Set problem: Set out every line of the data below as a JSON list of strings, one string per line, skipping blank lines and leaving the pictures out.

════════

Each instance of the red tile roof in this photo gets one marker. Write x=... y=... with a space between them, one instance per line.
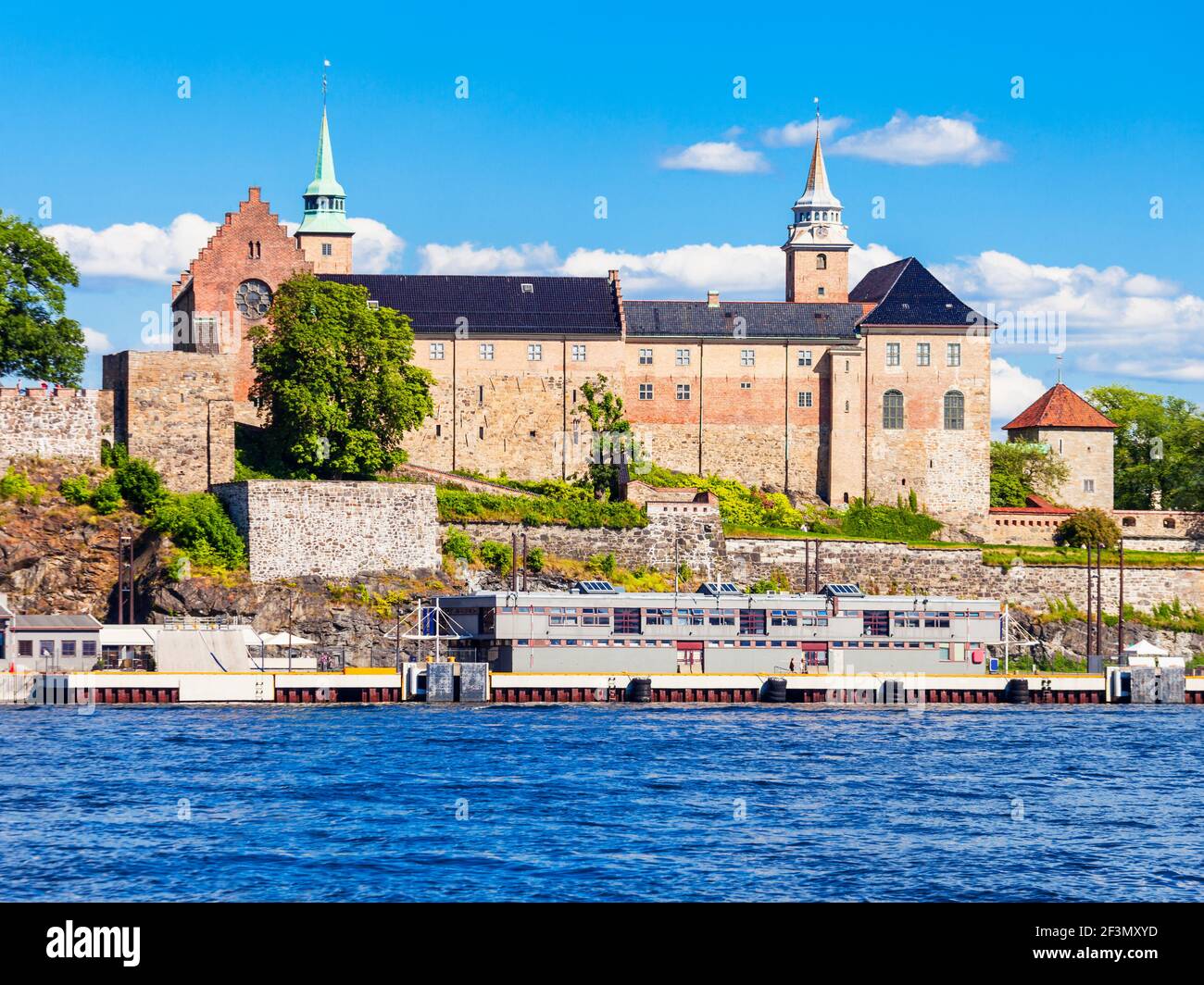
x=1060 y=407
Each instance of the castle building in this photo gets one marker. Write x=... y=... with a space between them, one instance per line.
x=1079 y=435
x=834 y=393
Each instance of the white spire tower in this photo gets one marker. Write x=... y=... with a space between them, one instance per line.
x=818 y=241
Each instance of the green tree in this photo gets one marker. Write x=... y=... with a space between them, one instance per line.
x=336 y=379
x=1022 y=468
x=1160 y=445
x=612 y=440
x=1087 y=527
x=36 y=337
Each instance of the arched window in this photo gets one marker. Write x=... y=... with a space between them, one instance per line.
x=955 y=411
x=892 y=411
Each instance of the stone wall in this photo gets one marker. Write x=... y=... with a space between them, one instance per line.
x=695 y=527
x=333 y=529
x=68 y=424
x=895 y=567
x=173 y=408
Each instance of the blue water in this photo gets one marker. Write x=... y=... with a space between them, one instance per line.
x=579 y=802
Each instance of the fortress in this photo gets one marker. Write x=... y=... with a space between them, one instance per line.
x=832 y=393
x=879 y=391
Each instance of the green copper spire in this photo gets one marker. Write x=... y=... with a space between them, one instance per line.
x=325 y=203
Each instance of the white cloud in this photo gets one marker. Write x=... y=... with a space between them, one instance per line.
x=470 y=258
x=796 y=134
x=922 y=141
x=139 y=251
x=1011 y=391
x=96 y=343
x=726 y=156
x=685 y=271
x=1116 y=323
x=377 y=248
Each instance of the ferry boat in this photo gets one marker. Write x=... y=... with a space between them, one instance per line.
x=598 y=628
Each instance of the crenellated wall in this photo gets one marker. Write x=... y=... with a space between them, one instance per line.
x=64 y=423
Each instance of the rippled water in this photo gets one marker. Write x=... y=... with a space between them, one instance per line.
x=588 y=802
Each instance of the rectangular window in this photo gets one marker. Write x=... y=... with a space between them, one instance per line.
x=658 y=617
x=626 y=620
x=875 y=623
x=751 y=621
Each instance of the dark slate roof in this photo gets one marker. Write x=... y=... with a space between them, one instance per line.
x=762 y=319
x=904 y=293
x=495 y=305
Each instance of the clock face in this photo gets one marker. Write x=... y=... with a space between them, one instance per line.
x=253 y=299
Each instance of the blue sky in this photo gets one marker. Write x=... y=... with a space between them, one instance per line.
x=1035 y=204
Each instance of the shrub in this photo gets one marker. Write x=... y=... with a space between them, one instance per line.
x=496 y=555
x=140 y=484
x=458 y=544
x=1087 y=527
x=107 y=497
x=76 y=491
x=887 y=523
x=17 y=487
x=200 y=528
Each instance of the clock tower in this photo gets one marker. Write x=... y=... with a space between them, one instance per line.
x=818 y=243
x=324 y=235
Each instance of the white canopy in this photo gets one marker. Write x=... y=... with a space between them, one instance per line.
x=285 y=640
x=125 y=636
x=1144 y=648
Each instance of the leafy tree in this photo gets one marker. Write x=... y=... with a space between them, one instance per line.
x=1022 y=468
x=612 y=439
x=36 y=337
x=1087 y=527
x=1160 y=445
x=337 y=379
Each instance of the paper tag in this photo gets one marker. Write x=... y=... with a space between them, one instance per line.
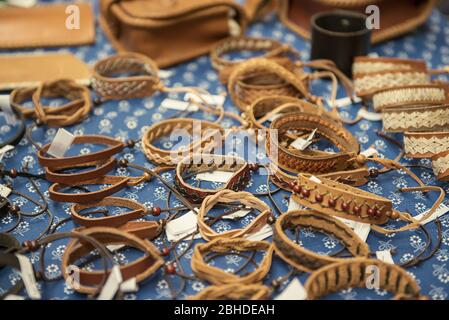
x=238 y=214
x=61 y=143
x=215 y=176
x=293 y=205
x=4 y=150
x=5 y=106
x=367 y=115
x=181 y=227
x=370 y=152
x=302 y=144
x=4 y=191
x=165 y=74
x=344 y=102
x=112 y=284
x=294 y=291
x=178 y=105
x=385 y=256
x=215 y=100
x=129 y=286
x=27 y=273
x=262 y=234
x=440 y=211
x=360 y=228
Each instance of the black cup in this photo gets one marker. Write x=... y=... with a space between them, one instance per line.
x=340 y=36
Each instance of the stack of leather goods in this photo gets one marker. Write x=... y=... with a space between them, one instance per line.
x=147 y=212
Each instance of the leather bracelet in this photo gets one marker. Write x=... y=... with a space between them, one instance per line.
x=418 y=95
x=341 y=200
x=259 y=77
x=228 y=196
x=140 y=269
x=316 y=162
x=144 y=79
x=416 y=118
x=217 y=276
x=184 y=125
x=68 y=114
x=355 y=273
x=303 y=259
x=269 y=108
x=207 y=163
x=114 y=147
x=376 y=74
x=234 y=292
x=17 y=137
x=272 y=49
x=138 y=211
x=116 y=184
x=434 y=145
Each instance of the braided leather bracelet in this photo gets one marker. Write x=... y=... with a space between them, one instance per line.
x=71 y=113
x=139 y=269
x=196 y=164
x=356 y=273
x=217 y=276
x=376 y=74
x=304 y=259
x=272 y=49
x=181 y=126
x=228 y=196
x=341 y=200
x=316 y=162
x=234 y=292
x=434 y=145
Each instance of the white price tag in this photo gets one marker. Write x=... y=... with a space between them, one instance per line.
x=112 y=284
x=302 y=144
x=5 y=106
x=215 y=100
x=385 y=256
x=4 y=191
x=181 y=227
x=215 y=176
x=4 y=150
x=27 y=273
x=61 y=143
x=294 y=291
x=367 y=115
x=440 y=211
x=178 y=105
x=262 y=234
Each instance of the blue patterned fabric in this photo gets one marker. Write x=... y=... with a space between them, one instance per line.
x=129 y=119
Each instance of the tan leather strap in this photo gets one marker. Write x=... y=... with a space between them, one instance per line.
x=139 y=269
x=217 y=276
x=306 y=260
x=228 y=196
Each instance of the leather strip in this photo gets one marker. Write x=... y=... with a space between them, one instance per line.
x=228 y=196
x=303 y=259
x=140 y=269
x=207 y=163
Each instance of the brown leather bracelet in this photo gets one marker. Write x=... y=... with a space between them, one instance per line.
x=233 y=292
x=228 y=196
x=316 y=162
x=372 y=75
x=144 y=79
x=217 y=276
x=272 y=49
x=306 y=260
x=434 y=145
x=356 y=273
x=196 y=164
x=186 y=126
x=140 y=269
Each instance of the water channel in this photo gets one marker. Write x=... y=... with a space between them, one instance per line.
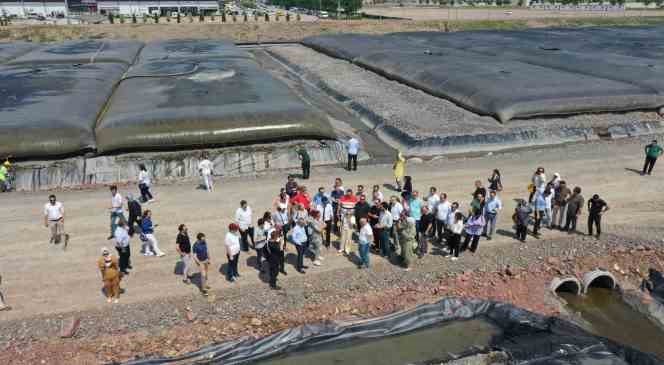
x=608 y=316
x=420 y=346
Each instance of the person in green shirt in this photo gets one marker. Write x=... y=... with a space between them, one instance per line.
x=306 y=162
x=653 y=150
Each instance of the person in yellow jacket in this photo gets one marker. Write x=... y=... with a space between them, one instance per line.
x=4 y=176
x=399 y=169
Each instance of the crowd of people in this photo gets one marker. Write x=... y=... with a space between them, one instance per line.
x=355 y=222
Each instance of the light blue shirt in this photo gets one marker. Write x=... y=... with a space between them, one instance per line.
x=299 y=236
x=493 y=205
x=415 y=206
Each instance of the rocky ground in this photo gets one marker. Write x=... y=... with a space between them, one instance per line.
x=159 y=316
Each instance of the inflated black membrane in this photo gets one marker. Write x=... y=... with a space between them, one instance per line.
x=518 y=74
x=50 y=110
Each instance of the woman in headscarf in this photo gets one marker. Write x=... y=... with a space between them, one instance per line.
x=406 y=229
x=275 y=253
x=399 y=169
x=315 y=232
x=110 y=275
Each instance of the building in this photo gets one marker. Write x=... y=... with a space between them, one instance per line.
x=166 y=8
x=27 y=8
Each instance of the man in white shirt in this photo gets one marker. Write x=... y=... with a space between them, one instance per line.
x=54 y=219
x=206 y=168
x=385 y=223
x=353 y=146
x=122 y=245
x=244 y=220
x=232 y=244
x=365 y=238
x=396 y=208
x=117 y=214
x=442 y=213
x=299 y=239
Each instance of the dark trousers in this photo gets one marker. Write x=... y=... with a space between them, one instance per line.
x=649 y=164
x=306 y=169
x=352 y=162
x=145 y=192
x=521 y=232
x=538 y=221
x=282 y=261
x=260 y=254
x=440 y=229
x=454 y=243
x=328 y=231
x=232 y=266
x=384 y=240
x=274 y=272
x=570 y=223
x=474 y=241
x=595 y=219
x=244 y=238
x=124 y=254
x=300 y=257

════════

Response below:
[
  "Each instance of the red tile roof in this photo gets one marker. Write x=... y=... with a space between them, one instance per line.",
  "x=1060 y=407",
  "Each instance of the castle building in this photo gets one marker. Write x=... y=... with a space between them, one instance per line.",
  "x=1079 y=435",
  "x=834 y=393",
  "Each instance of the white spire tower in this photo gets one marker. Write x=... y=... with a space between them, one instance per line.",
  "x=818 y=241",
  "Each instance of the green tree in this photo gets one marker. Write x=... y=... with a space between them, one instance per line.",
  "x=336 y=379",
  "x=1022 y=468",
  "x=1160 y=445",
  "x=612 y=440",
  "x=1087 y=527",
  "x=36 y=337",
  "Each instance of the arched window in this photo gets one marker. Write x=... y=... with a space between them, one instance per line.",
  "x=955 y=411",
  "x=892 y=411",
  "Each instance of the stone wall in this photo gets one marker. Write x=... y=... with a space between them, one instance per line.",
  "x=695 y=527",
  "x=333 y=529",
  "x=68 y=424",
  "x=895 y=567",
  "x=173 y=408",
  "Each instance of the blue water in this photo gets one marker. Write x=... y=... with a space between them, one instance per line.",
  "x=579 y=802",
  "Each instance of the fortress in this photo gets one marker. Write x=... y=... with a space between them, one instance per line.",
  "x=832 y=393",
  "x=879 y=391",
  "Each instance of the green copper spire in this photo gets one marker. Write x=... y=... with a space between them, one instance per line.",
  "x=325 y=203",
  "Each instance of the white cloud in this photo gets one marker. Write x=... y=... with a space between them, one instance per line.",
  "x=470 y=258",
  "x=796 y=134",
  "x=922 y=141",
  "x=139 y=251",
  "x=1011 y=391",
  "x=96 y=343",
  "x=726 y=156",
  "x=685 y=271",
  "x=1116 y=323",
  "x=377 y=248",
  "Each instance of the ferry boat in this photo gets one marker. Write x=... y=... with a space between them, one instance per line.",
  "x=598 y=628",
  "Each instance of the crenellated wall in this photo gets one marker. Write x=... y=... with a space between them, one instance per line.",
  "x=64 y=423",
  "Each instance of the rippled water in this photo gets one marker. Write x=... y=... with a space between them, one instance per line.",
  "x=588 y=802",
  "Each instance of the rectangular window in this photo gets one marker. Write x=... y=... with a space between them, one instance per line.",
  "x=658 y=617",
  "x=626 y=620",
  "x=875 y=623",
  "x=751 y=621",
  "Each instance of the dark slate roof in this photo gets one marker. Write x=... y=... with a space between them, one instance per line.",
  "x=762 y=319",
  "x=904 y=293",
  "x=495 y=305",
  "Each instance of the clock face in this photo gets one marker. Write x=... y=... with a space between them, one instance per line.",
  "x=253 y=299",
  "Each instance of the blue sky in this photo gets one marker. Write x=... y=... with a space between them, one instance per line.",
  "x=1035 y=204",
  "Each instance of the shrub in this photo gets one marker. Write x=... y=... with a space between them, one instance per line.",
  "x=496 y=555",
  "x=140 y=484",
  "x=458 y=544",
  "x=1087 y=527",
  "x=107 y=497",
  "x=76 y=491",
  "x=887 y=523",
  "x=17 y=487",
  "x=200 y=528",
  "Each instance of the clock tower in this photo gets one marker. Write x=... y=... with a space between them, one instance per line.",
  "x=818 y=243",
  "x=324 y=235",
  "Each instance of the white canopy in this photo gets one marker. Write x=... y=... with a space between them, one instance per line.",
  "x=285 y=640",
  "x=125 y=636",
  "x=1144 y=648",
  "Each instance of the leafy tree in this photo gets one marker. Write x=... y=... with a space between them, one instance per line.",
  "x=1022 y=468",
  "x=612 y=439",
  "x=36 y=337",
  "x=1087 y=527",
  "x=1160 y=445",
  "x=337 y=379",
  "Each instance of the paper tag in this photo gets one marker. Write x=... y=... with a space between them, one instance per line.",
  "x=238 y=214",
  "x=61 y=143",
  "x=215 y=176",
  "x=293 y=205",
  "x=4 y=150",
  "x=5 y=106",
  "x=367 y=115",
  "x=181 y=227",
  "x=370 y=152",
  "x=302 y=144",
  "x=4 y=191",
  "x=165 y=74",
  "x=344 y=102",
  "x=112 y=284",
  "x=294 y=291",
  "x=178 y=105",
  "x=385 y=256",
  "x=215 y=100",
  "x=129 y=286",
  "x=27 y=273",
  "x=262 y=234",
  "x=440 y=211",
  "x=360 y=228",
  "Each instance of the black cup in this photo gets one marker. Write x=... y=... with a space between them, one instance per line.",
  "x=340 y=36",
  "Each instance of the stack of leather goods in this photo gets one marker. Write x=... y=... with a space between them, one instance per line.",
  "x=147 y=212",
  "Each instance of the leather bracelet in this photo gets one marker. Write x=... y=... with a space between them, one instance per line.",
  "x=418 y=95",
  "x=341 y=200",
  "x=259 y=77",
  "x=228 y=196",
  "x=140 y=269",
  "x=316 y=162",
  "x=144 y=79",
  "x=416 y=118",
  "x=217 y=276",
  "x=184 y=125",
  "x=68 y=114",
  "x=355 y=273",
  "x=303 y=259",
  "x=269 y=108",
  "x=207 y=163",
  "x=114 y=147",
  "x=376 y=74",
  "x=234 y=292",
  "x=17 y=137",
  "x=272 y=49",
  "x=138 y=211",
  "x=116 y=184",
  "x=434 y=145",
  "Each instance of the braided leather bracelet in this photo gets one marker. Write x=... y=... with a space between them, one instance per line.",
  "x=71 y=113",
  "x=139 y=269",
  "x=196 y=164",
  "x=356 y=273",
  "x=217 y=276",
  "x=376 y=74",
  "x=304 y=259",
  "x=272 y=49",
  "x=181 y=126",
  "x=228 y=196",
  "x=341 y=200",
  "x=316 y=162",
  "x=234 y=292",
  "x=434 y=145",
  "Each instance of the white price tag in this photo gets one marker. Write x=... y=... with a space between them, one instance per line.",
  "x=112 y=284",
  "x=302 y=144",
  "x=5 y=106",
  "x=215 y=100",
  "x=385 y=256",
  "x=4 y=191",
  "x=181 y=227",
  "x=215 y=176",
  "x=4 y=150",
  "x=27 y=273",
  "x=61 y=143",
  "x=294 y=291",
  "x=367 y=115",
  "x=440 y=211",
  "x=178 y=105",
  "x=262 y=234",
  "Each instance of the blue patterned fabric in this photo gets one marker. Write x=... y=... with a space between them, one instance per line.",
  "x=129 y=119",
  "Each instance of the tan leather strap in this photo gets one marker. Write x=... y=... with a space between them, one instance per line.",
  "x=139 y=269",
  "x=217 y=276",
  "x=306 y=260",
  "x=228 y=196",
  "Each instance of the leather strip in this photo gets one marker. Write x=... y=... with a space between them, one instance per line.",
  "x=228 y=196",
  "x=303 y=259",
  "x=140 y=269",
  "x=207 y=163",
  "Each instance of the brown leather bracelet in this photo gets one marker. Write x=... y=... with a space between them, one instance per line.",
  "x=233 y=292",
  "x=228 y=196",
  "x=316 y=162",
  "x=372 y=75",
  "x=144 y=79",
  "x=217 y=276",
  "x=272 y=49",
  "x=306 y=260",
  "x=434 y=145",
  "x=356 y=273",
  "x=196 y=164",
  "x=186 y=126",
  "x=140 y=269",
  "Each instance of the water channel in this photo gets one marker. Write x=... y=... with a space between them, one instance per line.",
  "x=608 y=316",
  "x=420 y=346",
  "Each instance of the person in green shirt in this photo gets one marker. Write x=... y=... with a space between them, one instance per line.",
  "x=306 y=162",
  "x=653 y=150",
  "Each instance of the person in yellow jacket in this photo gets one marker. Write x=... y=... with a space between them, one instance per line.",
  "x=4 y=176",
  "x=399 y=169",
  "Each instance of the crowd of people in this photo gets one marker. Write x=... y=... with a space between them, one instance per line.",
  "x=355 y=222",
  "Each instance of the light blue shirt in this photo gets one marker. Write x=... y=... with a space between them, one instance per line.",
  "x=299 y=236",
  "x=493 y=205",
  "x=415 y=206",
  "Each instance of the rocky ground in this photo gets one marker. Write x=... y=... with a space between them, one instance per line.",
  "x=159 y=316",
  "Each instance of the inflated black membrane in this photo gets one marker. Write x=... y=... with a space between them, one instance per line.",
  "x=518 y=74",
  "x=50 y=110",
  "Each instance of the woman in headscarf in this photo gets one marker. Write x=... y=... with a space between them, one instance per line.",
  "x=406 y=229",
  "x=275 y=253",
  "x=399 y=169",
  "x=315 y=232",
  "x=110 y=275",
  "Each instance of the building in this photo gets one marker. Write x=... y=... with a space between them, one instance per line.",
  "x=166 y=8",
  "x=27 y=8",
  "Each instance of the man in white shirt in this photo gets one marker. Write x=... y=... with a space between them, one instance per line.",
  "x=54 y=219",
  "x=206 y=168",
  "x=385 y=223",
  "x=353 y=146",
  "x=122 y=245",
  "x=244 y=220",
  "x=232 y=244",
  "x=365 y=238",
  "x=396 y=208",
  "x=117 y=214",
  "x=442 y=213",
  "x=299 y=239",
  "Each instance of the dark trousers in this photo gets one marker. Write x=... y=... with a space between them, one instance per line.",
  "x=649 y=164",
  "x=306 y=169",
  "x=352 y=162",
  "x=145 y=192",
  "x=521 y=232",
  "x=538 y=221",
  "x=282 y=261",
  "x=260 y=254",
  "x=440 y=229",
  "x=454 y=243",
  "x=328 y=231",
  "x=232 y=266",
  "x=384 y=240",
  "x=274 y=272",
  "x=570 y=223",
  "x=474 y=241",
  "x=595 y=219",
  "x=244 y=238",
  "x=124 y=254",
  "x=300 y=257"
]